▶ _TO DO_
Reproduce the portion of the data below that opens with the line containing "Question. Identify every instance of the green leaf" and runs through the end of the data, substituting "withered vegetation" for "dry vegetation" and leaving all else unchanged.

▶ _RECORDED INFORMATION_
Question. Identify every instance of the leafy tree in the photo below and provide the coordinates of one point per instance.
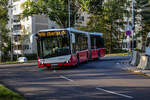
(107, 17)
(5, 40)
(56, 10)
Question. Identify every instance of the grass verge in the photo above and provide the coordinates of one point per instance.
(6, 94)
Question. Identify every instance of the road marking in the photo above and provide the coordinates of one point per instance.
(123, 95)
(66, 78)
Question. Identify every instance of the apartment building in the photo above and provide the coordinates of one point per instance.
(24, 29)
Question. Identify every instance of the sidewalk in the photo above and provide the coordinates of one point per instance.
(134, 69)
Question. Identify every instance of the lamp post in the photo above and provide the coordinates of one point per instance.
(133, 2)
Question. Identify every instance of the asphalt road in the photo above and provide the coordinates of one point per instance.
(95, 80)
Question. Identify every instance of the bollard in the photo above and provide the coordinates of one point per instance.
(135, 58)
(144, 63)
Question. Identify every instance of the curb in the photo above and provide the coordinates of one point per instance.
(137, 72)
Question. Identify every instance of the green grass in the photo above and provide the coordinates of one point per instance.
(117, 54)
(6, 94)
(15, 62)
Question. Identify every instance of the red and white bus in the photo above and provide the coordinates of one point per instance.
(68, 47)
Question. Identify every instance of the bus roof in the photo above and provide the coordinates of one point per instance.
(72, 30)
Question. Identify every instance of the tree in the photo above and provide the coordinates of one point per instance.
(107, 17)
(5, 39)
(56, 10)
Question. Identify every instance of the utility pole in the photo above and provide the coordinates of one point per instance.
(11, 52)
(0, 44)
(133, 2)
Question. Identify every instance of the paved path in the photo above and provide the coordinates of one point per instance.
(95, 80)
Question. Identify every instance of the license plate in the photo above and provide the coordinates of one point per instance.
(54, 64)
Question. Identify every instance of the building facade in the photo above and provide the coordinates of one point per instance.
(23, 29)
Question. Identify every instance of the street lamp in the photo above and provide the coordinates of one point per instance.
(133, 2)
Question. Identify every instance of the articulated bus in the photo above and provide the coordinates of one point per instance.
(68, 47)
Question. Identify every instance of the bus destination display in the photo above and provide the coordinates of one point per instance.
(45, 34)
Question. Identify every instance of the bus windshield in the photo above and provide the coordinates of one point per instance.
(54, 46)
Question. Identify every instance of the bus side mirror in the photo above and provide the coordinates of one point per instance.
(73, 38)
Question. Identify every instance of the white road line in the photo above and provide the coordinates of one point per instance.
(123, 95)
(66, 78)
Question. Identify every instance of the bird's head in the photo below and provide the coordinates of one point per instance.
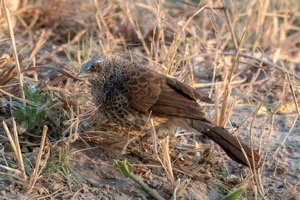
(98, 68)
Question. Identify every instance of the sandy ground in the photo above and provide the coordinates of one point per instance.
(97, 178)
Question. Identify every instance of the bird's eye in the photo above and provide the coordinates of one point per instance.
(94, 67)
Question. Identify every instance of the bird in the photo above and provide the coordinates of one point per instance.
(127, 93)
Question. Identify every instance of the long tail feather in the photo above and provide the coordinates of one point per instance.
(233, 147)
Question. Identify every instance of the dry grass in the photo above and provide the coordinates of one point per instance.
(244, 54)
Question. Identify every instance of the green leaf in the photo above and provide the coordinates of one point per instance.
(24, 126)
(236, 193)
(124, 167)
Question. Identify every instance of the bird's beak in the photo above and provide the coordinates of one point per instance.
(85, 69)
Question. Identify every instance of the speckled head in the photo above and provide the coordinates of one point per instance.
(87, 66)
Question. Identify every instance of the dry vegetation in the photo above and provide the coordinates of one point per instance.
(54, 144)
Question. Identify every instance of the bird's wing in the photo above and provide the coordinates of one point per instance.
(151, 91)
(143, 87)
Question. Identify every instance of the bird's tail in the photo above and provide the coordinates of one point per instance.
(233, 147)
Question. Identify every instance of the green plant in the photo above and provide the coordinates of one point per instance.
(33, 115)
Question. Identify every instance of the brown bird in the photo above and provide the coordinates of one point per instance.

▶ _WRITTEN ANSWER_
Question. Identify every instance of the green leaf in the photo above and provide the coordinates of one point per instance.
(24, 126)
(236, 193)
(124, 167)
Question. Identify every instance of the bird's beak in the photo above and provide the coordinates of one point per instance.
(85, 69)
Question. Identify every instance of the speckled head in the photo above and provide the coordinates of one point per instance.
(87, 66)
Question. Identify every instance of the withered vegetation in the photo above and provide the coordinates of one point per instance.
(54, 144)
Question. Identify every instance of the bird's wing in the photo above and provide the coordinates of one point per instance.
(151, 91)
(143, 87)
Question. Identify every instance of the bird's tail in the photo above and provide the coordinates of one point per instance.
(233, 147)
Question. Identify every instance of the green plant in the photo above and provide the coordinates of one point per instance.
(33, 115)
Question. Identify every instance of the brown bird in the photo above and provide the coordinates of one point per instance.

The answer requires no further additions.